## RECORD EXCERPTS
━━━━━━━━━━

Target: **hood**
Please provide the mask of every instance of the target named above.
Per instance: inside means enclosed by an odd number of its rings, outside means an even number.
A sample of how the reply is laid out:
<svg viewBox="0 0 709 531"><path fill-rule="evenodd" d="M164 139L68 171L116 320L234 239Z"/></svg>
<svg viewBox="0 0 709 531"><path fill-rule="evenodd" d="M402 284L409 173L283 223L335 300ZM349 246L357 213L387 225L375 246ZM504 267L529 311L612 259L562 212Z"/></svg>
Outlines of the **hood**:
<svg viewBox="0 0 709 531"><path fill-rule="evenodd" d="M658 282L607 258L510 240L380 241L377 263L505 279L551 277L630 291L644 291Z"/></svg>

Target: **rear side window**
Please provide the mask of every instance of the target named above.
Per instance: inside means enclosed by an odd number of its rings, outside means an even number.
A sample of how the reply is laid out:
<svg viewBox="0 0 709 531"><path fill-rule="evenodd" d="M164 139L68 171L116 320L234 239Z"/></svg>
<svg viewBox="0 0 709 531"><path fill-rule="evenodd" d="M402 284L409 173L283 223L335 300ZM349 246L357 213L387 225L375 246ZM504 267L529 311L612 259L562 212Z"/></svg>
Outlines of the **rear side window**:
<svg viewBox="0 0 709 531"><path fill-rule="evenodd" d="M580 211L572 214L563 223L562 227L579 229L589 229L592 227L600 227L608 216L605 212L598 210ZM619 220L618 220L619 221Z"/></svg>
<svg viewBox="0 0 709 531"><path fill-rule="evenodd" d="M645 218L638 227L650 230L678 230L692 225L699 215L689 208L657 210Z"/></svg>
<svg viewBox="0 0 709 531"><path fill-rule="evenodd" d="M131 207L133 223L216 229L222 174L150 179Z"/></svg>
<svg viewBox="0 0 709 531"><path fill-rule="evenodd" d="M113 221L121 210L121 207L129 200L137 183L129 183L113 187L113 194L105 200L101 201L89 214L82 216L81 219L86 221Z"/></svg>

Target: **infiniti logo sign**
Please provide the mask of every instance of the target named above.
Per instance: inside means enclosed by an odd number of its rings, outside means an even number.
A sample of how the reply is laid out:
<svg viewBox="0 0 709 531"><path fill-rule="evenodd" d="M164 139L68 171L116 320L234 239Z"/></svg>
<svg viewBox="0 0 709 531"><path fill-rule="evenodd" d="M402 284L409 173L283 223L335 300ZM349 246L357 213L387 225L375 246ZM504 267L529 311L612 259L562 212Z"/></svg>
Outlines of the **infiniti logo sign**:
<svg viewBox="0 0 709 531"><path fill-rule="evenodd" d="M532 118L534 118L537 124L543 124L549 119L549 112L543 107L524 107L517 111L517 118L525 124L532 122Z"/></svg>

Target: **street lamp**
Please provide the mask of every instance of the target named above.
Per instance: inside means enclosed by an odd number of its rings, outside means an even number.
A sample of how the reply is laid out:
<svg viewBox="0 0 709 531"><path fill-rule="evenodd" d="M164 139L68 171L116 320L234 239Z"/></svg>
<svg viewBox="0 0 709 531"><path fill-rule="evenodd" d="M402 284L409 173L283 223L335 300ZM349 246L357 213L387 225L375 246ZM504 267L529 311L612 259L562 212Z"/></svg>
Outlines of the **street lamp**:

━━━━━━━━━━

## WHAT YOU ARE ASKED TO DO
Render the stretch of data from the line containing "Target: **street lamp**" through the end of the data as a numbered list, leaving out blank lines.

## EXERCISE RESULT
1. Target: **street lamp**
2. Please provide the mask of every instance of the target named above.
3. Per instance: inside means enclosed by an odd number of its rings, outside means an even number.
4. A sample of how the reply is laid out:
5. <svg viewBox="0 0 709 531"><path fill-rule="evenodd" d="M164 139L68 171L116 320L234 239Z"/></svg>
6. <svg viewBox="0 0 709 531"><path fill-rule="evenodd" d="M402 284L409 173L283 223L335 300ZM349 246L357 213L387 225L375 246ZM504 267L529 311L612 259L562 212Z"/></svg>
7. Outlines of the **street lamp**:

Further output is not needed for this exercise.